_ENTRIES PROVIDED_.
********

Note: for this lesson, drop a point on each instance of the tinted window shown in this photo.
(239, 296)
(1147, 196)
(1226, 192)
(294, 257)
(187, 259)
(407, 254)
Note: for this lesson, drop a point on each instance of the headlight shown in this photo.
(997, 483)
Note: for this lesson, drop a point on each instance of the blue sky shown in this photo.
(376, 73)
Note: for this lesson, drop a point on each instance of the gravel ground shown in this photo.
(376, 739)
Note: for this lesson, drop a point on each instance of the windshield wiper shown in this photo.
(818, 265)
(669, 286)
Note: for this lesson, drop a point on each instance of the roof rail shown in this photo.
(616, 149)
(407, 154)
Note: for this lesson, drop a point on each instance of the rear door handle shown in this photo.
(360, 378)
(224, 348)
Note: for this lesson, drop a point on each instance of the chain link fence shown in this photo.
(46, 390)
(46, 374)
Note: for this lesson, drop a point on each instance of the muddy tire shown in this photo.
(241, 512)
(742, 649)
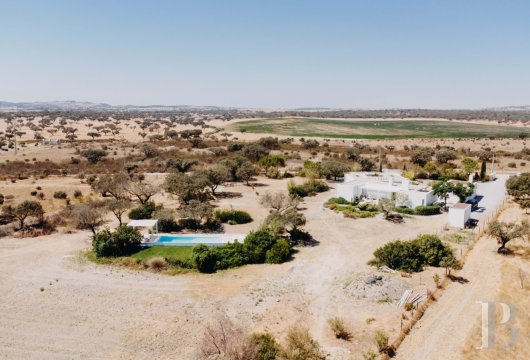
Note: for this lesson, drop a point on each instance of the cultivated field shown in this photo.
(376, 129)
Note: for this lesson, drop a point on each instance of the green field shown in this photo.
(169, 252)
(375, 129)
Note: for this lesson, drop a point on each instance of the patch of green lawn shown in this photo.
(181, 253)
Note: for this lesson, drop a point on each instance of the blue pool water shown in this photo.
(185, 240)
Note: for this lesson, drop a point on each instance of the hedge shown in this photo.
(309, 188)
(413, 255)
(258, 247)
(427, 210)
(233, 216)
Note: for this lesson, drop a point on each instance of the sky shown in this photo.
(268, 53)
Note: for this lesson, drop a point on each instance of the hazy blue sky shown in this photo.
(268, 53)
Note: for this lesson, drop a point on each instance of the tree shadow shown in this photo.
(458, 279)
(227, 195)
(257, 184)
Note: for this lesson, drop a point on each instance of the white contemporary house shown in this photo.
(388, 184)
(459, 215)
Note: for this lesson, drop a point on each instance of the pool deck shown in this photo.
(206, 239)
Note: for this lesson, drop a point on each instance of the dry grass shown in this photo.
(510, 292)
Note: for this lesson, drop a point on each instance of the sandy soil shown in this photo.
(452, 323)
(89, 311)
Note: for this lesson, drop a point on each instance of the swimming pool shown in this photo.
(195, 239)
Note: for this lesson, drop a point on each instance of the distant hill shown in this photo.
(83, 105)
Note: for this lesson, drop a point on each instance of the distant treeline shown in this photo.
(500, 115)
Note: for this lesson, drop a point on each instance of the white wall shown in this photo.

********

The data above is to be printed exactly, all of it, except for the pictures.

_RESULT BELOW_.
Note: for this lesson, drop a point on each instance of the tinted window shown in this photo.
(239, 296)
(1147, 196)
(1226, 192)
(294, 257)
(187, 259)
(407, 254)
Note: for this lesson, drop a point on each instance of the headlight shown in this photo.
(997, 483)
Note: for this lesson, drop a point on each instance of the blue sky shown in this photo.
(376, 73)
Note: for this lesson, drop a point on each instance of the gravel ground shown in this photo.
(376, 739)
Note: for this lesson, drop a point on each instance of the windshield wiper shown in this photo.
(818, 265)
(669, 286)
Note: for this lesson, drop a point on each instance of the roof rail shown in this photo.
(616, 149)
(407, 154)
Note: for this lesson, drop a point on each instance of the rear door handle shown in this photo.
(360, 378)
(224, 348)
Note: for this lesson, drop a point on each instance of the chain link fence shown in this photo.
(46, 390)
(46, 374)
Note: for this lesson, drop a point on each instance of the muddy tire shown in this photo.
(241, 512)
(742, 649)
Note: for this lesson, drop a point on each instance of the cultivated field shown in this photo.
(376, 129)
Note: for this lesson, drop a point on each instance of the green field shown in this photo.
(169, 252)
(375, 129)
Note: for this lesson, drop a point on each instance of the patch of green lawn shown in this photo.
(181, 253)
Note: for this lesson, drop a point on each instance of the blue pool water shown in this photo.
(185, 240)
Note: for this lesson, drop a point on each instance of the hedge shown in this photo.
(309, 188)
(413, 255)
(258, 247)
(427, 210)
(233, 216)
Note: for this lesson, drop a point on each instance of the sky shown in this photo.
(268, 53)
Note: for this lesson, drop a point on each instance of the hazy blue sky shown in this photo.
(268, 53)
Note: for this lesson, drop a point on each instance of the tree shadow shown in this photo.
(458, 279)
(227, 195)
(257, 184)
Note: for this lesson, drop a point on each instance of the white contemporary house shown in this photo.
(388, 184)
(459, 215)
Note: for this lesson, drop a point on each instance of the pool deck shown in this photo.
(206, 239)
Note: for this lesson, drop a point on each instance of the dry grass shown in this photo.
(510, 292)
Note: for this lesson, drop a point on each instance of the sandy soil shown in this photo.
(452, 323)
(89, 311)
Note: for this lesson, drop a point on each instance of the swimming pool shown in this photo.
(195, 239)
Note: for this lesson, drop a point on each instance of the distant hill shown in this photo.
(83, 105)
Note: for this lesson, drop a point on each instance of the distant treeline shown in this photo.
(500, 115)
Note: for this lesson, drop a point on each instance of the white wall shown in this photo.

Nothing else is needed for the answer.